■ Given passage
○ ○ ○

This is the first post in a three-part series of discussions on import detention by the FDA. In this post, I discuss some of the preventative steps that an importer can take to avoid an import detention and help to familiarize importers with available resources regarding import detention so proactive measures can be taken.

An import detention notice from the FDA is received by many importers of foreign goods with mixed feelings of surprise, confusion, and anxiety. There can be several reasons why a product that is generally not regulated by the FDA falls within its jurisdiction when reviewed at the time of import, though the FDA detains imports primarily for two reasons: adulteration or mislabeling. Often, broad product claims in labeling are all that is needed to trigger FDA detention.

The FDA does not recognize regulatory approvals from foreign countries/areas. All imported products are required to meet the same standards as domestic goods. Imported foods must be pure, wholesome, safe to eat, and produced under sanitary conditions; drugs and devices must be safe and effective; cosmetics must be safe for their intended use and properly labeled; radiation-emitting devises must meet established standards; and all products must contain informative and truthful labeling in English.

○ ○ ○

■ Directions for this task
Reproduce the full FDA import detention passage above word for word.

○ ○ ○

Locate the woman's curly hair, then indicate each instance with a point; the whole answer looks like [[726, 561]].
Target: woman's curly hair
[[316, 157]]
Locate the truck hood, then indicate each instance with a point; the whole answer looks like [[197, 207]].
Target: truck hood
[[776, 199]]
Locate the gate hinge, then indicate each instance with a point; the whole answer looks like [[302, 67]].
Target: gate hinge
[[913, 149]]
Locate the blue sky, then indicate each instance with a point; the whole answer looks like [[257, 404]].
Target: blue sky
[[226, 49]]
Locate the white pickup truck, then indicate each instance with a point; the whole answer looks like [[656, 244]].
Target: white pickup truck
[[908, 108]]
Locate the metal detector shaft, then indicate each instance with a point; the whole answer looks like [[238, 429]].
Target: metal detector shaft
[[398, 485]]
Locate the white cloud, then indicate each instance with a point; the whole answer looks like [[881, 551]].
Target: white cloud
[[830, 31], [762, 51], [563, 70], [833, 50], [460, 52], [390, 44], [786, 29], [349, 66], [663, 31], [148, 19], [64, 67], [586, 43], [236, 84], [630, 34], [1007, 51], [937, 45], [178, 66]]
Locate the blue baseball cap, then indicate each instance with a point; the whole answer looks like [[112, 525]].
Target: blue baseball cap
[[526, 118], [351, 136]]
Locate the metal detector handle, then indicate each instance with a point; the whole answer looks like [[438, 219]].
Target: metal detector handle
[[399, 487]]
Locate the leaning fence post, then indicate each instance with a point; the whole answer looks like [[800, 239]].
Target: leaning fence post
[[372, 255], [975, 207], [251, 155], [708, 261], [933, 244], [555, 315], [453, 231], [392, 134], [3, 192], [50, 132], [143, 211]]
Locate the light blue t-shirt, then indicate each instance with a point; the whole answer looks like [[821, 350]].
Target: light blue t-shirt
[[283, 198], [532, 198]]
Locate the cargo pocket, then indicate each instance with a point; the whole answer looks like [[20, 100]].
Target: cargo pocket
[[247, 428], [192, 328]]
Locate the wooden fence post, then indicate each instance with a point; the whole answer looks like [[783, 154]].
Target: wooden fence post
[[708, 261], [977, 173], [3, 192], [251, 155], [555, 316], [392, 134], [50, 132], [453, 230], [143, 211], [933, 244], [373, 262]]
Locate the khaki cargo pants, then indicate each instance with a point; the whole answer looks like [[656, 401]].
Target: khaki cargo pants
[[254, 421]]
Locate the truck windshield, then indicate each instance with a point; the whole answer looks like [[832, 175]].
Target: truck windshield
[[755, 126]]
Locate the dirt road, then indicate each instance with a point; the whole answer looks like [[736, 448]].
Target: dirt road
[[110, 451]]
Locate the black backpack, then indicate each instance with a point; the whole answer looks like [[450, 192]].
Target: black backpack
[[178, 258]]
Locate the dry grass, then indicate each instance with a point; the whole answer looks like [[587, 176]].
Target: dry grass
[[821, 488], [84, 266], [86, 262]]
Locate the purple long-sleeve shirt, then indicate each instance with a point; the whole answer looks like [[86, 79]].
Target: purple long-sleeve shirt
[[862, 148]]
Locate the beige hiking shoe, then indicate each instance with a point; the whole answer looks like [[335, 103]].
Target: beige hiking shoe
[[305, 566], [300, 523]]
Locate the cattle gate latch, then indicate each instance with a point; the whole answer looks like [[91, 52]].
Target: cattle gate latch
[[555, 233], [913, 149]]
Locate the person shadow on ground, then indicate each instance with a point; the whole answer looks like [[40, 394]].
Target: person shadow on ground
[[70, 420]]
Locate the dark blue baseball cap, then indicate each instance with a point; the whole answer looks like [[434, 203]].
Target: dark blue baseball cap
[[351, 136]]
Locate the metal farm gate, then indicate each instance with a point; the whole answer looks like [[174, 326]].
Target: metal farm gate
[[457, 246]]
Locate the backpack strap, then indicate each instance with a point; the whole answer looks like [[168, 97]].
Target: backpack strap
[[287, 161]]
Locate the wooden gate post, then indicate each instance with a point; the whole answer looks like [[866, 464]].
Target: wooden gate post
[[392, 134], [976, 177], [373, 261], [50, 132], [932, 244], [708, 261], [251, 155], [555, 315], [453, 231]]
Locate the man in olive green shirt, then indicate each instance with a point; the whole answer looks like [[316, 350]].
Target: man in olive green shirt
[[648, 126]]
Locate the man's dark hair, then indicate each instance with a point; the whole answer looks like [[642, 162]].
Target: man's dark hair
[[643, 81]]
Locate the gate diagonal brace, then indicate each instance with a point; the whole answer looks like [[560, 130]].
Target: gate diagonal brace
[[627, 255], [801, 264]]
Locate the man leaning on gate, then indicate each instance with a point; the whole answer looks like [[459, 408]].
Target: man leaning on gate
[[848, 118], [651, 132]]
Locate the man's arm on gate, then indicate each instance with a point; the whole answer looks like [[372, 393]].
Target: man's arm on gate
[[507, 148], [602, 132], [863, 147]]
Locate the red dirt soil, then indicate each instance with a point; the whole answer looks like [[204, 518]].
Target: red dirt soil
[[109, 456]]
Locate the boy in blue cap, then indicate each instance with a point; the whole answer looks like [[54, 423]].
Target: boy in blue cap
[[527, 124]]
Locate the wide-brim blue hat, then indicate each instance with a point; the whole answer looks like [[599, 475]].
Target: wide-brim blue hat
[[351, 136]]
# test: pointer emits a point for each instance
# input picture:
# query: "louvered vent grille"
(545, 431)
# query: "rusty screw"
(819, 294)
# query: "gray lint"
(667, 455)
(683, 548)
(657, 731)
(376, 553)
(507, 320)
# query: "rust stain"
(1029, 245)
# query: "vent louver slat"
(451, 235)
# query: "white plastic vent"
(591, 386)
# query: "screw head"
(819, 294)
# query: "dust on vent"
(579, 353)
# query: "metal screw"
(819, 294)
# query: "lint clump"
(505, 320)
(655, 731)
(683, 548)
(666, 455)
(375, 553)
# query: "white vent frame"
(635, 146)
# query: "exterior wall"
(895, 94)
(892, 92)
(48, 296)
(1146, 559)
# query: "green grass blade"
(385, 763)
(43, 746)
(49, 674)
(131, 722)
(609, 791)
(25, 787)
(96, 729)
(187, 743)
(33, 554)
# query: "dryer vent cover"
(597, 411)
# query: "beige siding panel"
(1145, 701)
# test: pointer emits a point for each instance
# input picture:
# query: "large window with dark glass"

○ ○ ○

■ Answer section
This is the first post in a three-part series of discussions on import detention by the FDA. In this post, I discuss some of the preventative steps that an importer can take to avoid an import detention and help to familiarize importers with available resources regarding import detention so proactive measures can be taken.

An import detention notice from the FDA is received by many importers of foreign goods with mixed feelings of surprise, confusion, and anxiety. There can be several reasons why a product that is generally not regulated by the FDA falls within its jurisdiction when reviewed at the time of import, though the FDA detains imports primarily for two reasons: adulteration or mislabeling. Often, broad product claims in labeling are all that is needed to trigger FDA detention.

The FDA does not recognize regulatory approvals from foreign countries/areas. All imported products are required to meet the same standards as domestic goods. Imported foods must be pure, wholesome, safe to eat, and produced under sanitary conditions; drugs and devices must be safe and effective; cosmetics must be safe for their intended use and properly labeled; radiation-emitting devises must meet established standards; and all products must contain informative and truthful labeling in English.